Rousseau's Social Contract offers, on most accounts, a utopian picture of a society formed by social contract that creates a general will according to which its citizens are collectively ruled. For all the influence of republican thinking in the early American states, the Federalist Papers, defending the revised Federal Constitution in 1787, propose a wholly contrasting conception of the political order as a system of checks and balances of interest as an ideal. Why this divergence? And is it fair to think that Rousseau's conception is a wholly antiquated one, while that of Madison, Hamilton and Jay is a wholly modern one? And what are we to make of the fears for republics _ the inevitability of decline suggested by Rousseau; the fable of republican collapse in Montesquieu's Persian Letters, and the passionate repudiation of the Federal constitution in the pamphlet by Mercy Otis Warren?

Questions:

What conception of freedom do the Federalist Papers work with, and how does it compare to that developed in Rousseau's work? If you used Montesquieu's account - how 'free' are citizens in America?

## Required work:
A. Rewrite the part of the passage on Rousseau and the Federalist Papers that opens with the words containing "Rousseau's Social Contract" and closes with "Mercy Otis Warren?", putting "common will" in place of "general will".
B. Answer these from the passage on Rousseau and the Federalist Papers:
(i) In what year did the Federalist Papers defend the revised Federal Constitution?
(ii) In which work of Montesquieu's does the fable of republican collapse appear?
(iii) Who wrote the pamphlet that passionately repudiated the Federal constitution?
C. Continue the passage on Rousseau and the Federalist Papers from where it stops.
The data below have no connection to the passage on Rousseau and the Federalist Papers.

## Material provided:
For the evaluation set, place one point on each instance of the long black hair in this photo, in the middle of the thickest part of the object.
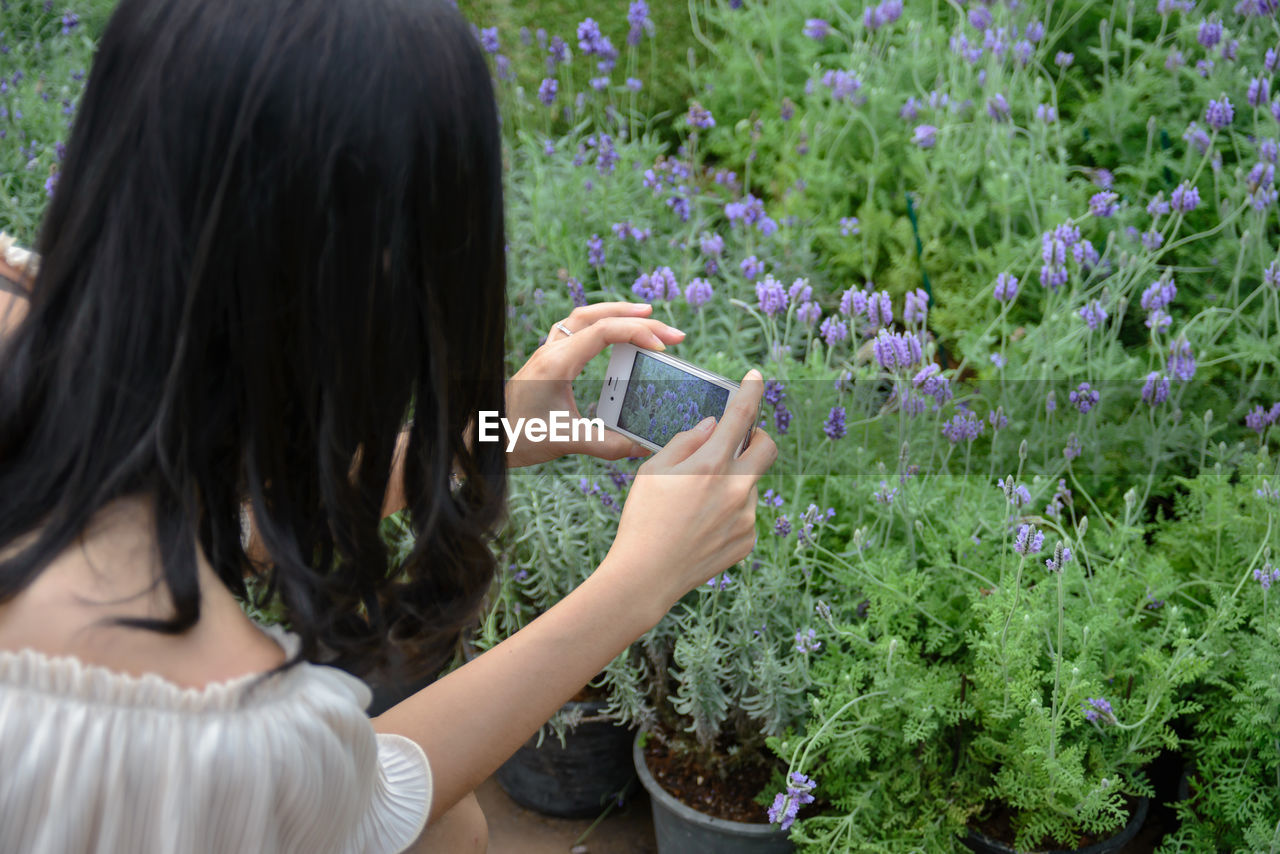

## Answers for the exercise:
A.
Rousseau's Social Contract offers, on most accounts, a utopian picture of a society formed by social contract that creates a common will according to which its citizens are collectively ruled. For all the influence of republican thinking in the early American states, the Federalist Papers, defending the revised Federal Constitution in 1787, propose a wholly contrasting conception of the political order as a system of checks and balances of interest as an ideal. Why this divergence? And is it fair to think that Rousseau's conception is a wholly antiquated one, while that of Madison, Hamilton and Jay is a wholly modern one? And what are we to make of the fears for republics _ the inevitability of decline suggested by Rousseau; the fable of republican collapse in Montesquieu's Persian Letters, and the passionate repudiation of the Federal constitution in the pamphlet by Mercy Otis Warren?

B.
(i) 1787
(ii) Persian Letters
(iii) Mercy Otis Warren

C.
Could Rousseau tolerate the multiple states that made up the Federal Union? And why not? And do the Federalists in fact solve Rousseau's concerns?

Are Rousseau and the Federalists thinking about the same kinds of law and the same ends of legislation?

What were the concerns of anti-federalists with the Federalist vision? Were they seeing problems where there were none?

What makes a state legitimate? Who best helps us answer that question?

Core Reading:

Jean Jacques Rousseau, Du contrat social / The Social Contract, books one and two - https://constitution.org/2-Authors/jjr/socon.htm

Jay, Hamilton, Madison, The Federalist Papers - http://oll.libertyfund.org/titles/788

Mercy Otis Warren, Observations...

The seminar will focus primarily on the Federalist Papers. For that, can you make sure you read:

a. the US constitution! and Introduction Federalist 1

b. Federalist Papers Introduction (No 1) nos. 9, 10, 14, 39, 51, 69 and the conclusion No 85..

We will then split ou into three groups: A dealing with 9, 10, 14; B dealing with 39,51; and C dealing with 69 and 85.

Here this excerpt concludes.